### Your instructions:
Lines below that include "slope" are the answer; copy each one.
--------
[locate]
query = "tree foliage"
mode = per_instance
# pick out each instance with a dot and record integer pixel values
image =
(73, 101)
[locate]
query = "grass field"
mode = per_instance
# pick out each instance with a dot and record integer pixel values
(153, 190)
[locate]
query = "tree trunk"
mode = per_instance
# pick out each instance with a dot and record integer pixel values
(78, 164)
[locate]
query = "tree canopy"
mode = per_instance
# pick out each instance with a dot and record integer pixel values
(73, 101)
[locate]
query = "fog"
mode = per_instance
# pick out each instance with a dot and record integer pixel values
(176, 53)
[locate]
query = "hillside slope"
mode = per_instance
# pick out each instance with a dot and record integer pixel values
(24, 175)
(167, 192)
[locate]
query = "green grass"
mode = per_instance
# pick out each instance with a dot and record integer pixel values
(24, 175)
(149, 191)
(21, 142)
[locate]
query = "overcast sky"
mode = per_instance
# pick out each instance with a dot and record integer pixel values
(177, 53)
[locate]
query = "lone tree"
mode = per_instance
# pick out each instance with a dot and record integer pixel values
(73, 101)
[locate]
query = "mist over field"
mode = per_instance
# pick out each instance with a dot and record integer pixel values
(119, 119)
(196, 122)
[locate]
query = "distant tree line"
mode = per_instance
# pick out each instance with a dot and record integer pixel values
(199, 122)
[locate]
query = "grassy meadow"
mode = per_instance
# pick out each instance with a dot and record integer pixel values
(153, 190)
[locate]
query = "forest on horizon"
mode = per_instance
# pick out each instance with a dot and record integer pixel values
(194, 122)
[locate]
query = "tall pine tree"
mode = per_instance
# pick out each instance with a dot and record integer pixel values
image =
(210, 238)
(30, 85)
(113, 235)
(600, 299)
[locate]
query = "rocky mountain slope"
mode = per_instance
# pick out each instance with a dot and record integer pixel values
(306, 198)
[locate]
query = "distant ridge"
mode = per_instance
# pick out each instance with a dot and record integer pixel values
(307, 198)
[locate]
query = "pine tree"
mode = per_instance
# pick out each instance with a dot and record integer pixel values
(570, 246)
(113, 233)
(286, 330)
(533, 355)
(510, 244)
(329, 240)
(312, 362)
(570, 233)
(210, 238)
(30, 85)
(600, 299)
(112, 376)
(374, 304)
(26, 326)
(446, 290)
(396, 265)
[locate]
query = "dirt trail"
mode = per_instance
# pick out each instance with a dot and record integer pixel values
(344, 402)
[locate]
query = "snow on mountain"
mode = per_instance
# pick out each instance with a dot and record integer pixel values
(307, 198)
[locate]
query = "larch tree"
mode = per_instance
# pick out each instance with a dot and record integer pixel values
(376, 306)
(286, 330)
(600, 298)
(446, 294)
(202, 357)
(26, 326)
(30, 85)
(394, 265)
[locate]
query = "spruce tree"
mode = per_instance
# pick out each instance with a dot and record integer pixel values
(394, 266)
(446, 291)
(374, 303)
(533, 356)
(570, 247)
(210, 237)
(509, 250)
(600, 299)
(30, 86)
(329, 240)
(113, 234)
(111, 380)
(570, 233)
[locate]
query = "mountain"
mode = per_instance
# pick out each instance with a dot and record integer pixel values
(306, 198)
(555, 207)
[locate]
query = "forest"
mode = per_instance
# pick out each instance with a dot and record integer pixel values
--------
### Exercise answer:
query = "hillside slope"
query = "rocky mountain slope"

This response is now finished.